═══ Entries provided ═══

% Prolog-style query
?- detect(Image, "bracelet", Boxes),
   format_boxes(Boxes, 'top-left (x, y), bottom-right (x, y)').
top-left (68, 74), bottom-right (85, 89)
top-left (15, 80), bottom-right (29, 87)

═══

=== Task description ===
Scale the lines above by writing all of them out again, requests included. Multiply each coordinate in the answers by 1.3 and round it to a whole number, with halves going up.

=== Exercise response ===
% Prolog-style query
?- detect(Image, "bracelet", Boxes),
   format_boxes(Boxes, 'top-left (x, y), bottom-right (x, y)').
top-left (88, 96), bottom-right (111, 116)
top-left (20, 104), bottom-right (38, 113)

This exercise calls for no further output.